■ **Document source**:

________________________

Chronique uchronique

Publié le 24 août 2014 par Storiagiovanna @StoriaGiovanna

Je vais vous faire un aveu : j’ai de plus en plus peur d’écrire, tant certains événements récents et tragiques m’enlèvent toute inspiration quand il faut parler de ce qui me tient le plus à cœur : la musique. En effet, mon père, celui qui m’a initiée à mes références musicales les plus classes (classique, jazz, blues, rock français, musique brésilienne…), s’en est allé vers d’autres cieux il y a maintenant trois mois. Certes, notre relation était ce qu’elle était, mais à l’instar de mes yeux clairs et de mes cheveux noirs, je ne peux désormais renier le fait qu’il m’ait transmis cette passion dévorante que Le Chevalier entretient désormais à coup d’exégèse.

________________________

■ **Données fournies**:
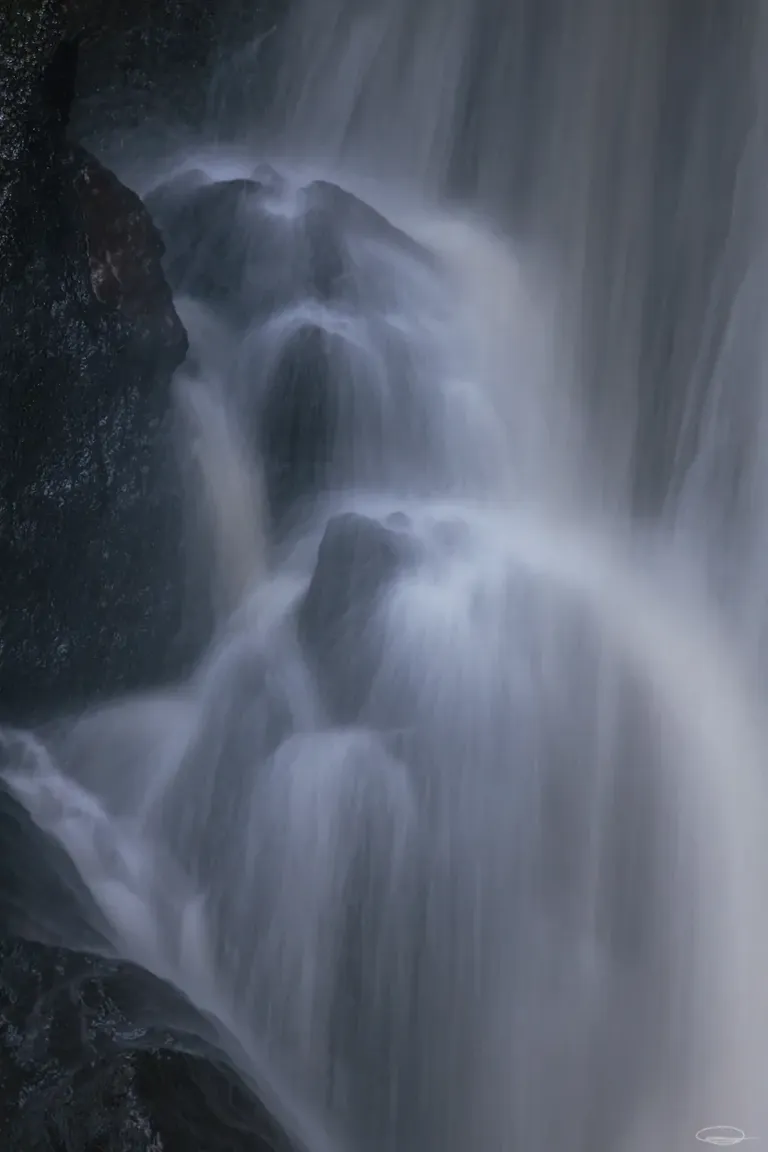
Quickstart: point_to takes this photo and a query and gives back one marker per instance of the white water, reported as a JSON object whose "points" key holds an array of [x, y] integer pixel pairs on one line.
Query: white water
{"points": [[472, 857]]}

________________________

■ **Consignes**:
A. Pour chacune des affirmations suivantes, indiquez si elle concorde avec la chronique en répondant par oui ou par non et en citant les mots du texte qui tranchent : (i) le père de l'auteur est décédé il y a trois mois ; (ii) l'auteur a les yeux clairs et les cheveux noirs ; (iii) l'auteur éprouve de plus en plus de facilité à écrire.
B. Reproduisez à l'identique le passage de la chronique qui va de « Je vais vous » jusqu'à « à coup d’exégèse. ».
Les données n'entrent aucunement en jeu ici.

■ **Réponses attendues**:
A.
(i) Oui : « s’en est allé vers d’autres cieux il y a maintenant trois mois ».
(ii) Oui : « mes yeux clairs et de mes cheveux noirs ».
(iii) Non : « j’ai de plus en plus peur d’écrire ».

B.
Je vais vous faire un aveu : j’ai de plus en plus peur d’écrire, tant certains événements récents et tragiques m’enlèvent toute inspiration quand il faut parler de ce qui me tient le plus à cœur : la musique. En effet, mon père, celui qui m’a initiée à mes références musicales les plus classes (classique, jazz, blues, rock français, musique brésilienne…), s’en est allé vers d’autres cieux il y a maintenant trois mois. Certes, notre relation était ce qu’elle était, mais à l’instar de mes yeux clairs et de mes cheveux noirs, je ne peux désormais renier le fait qu’il m’ait transmis cette passion dévorante que Le Chevalier entretient désormais à coup d’exégèse.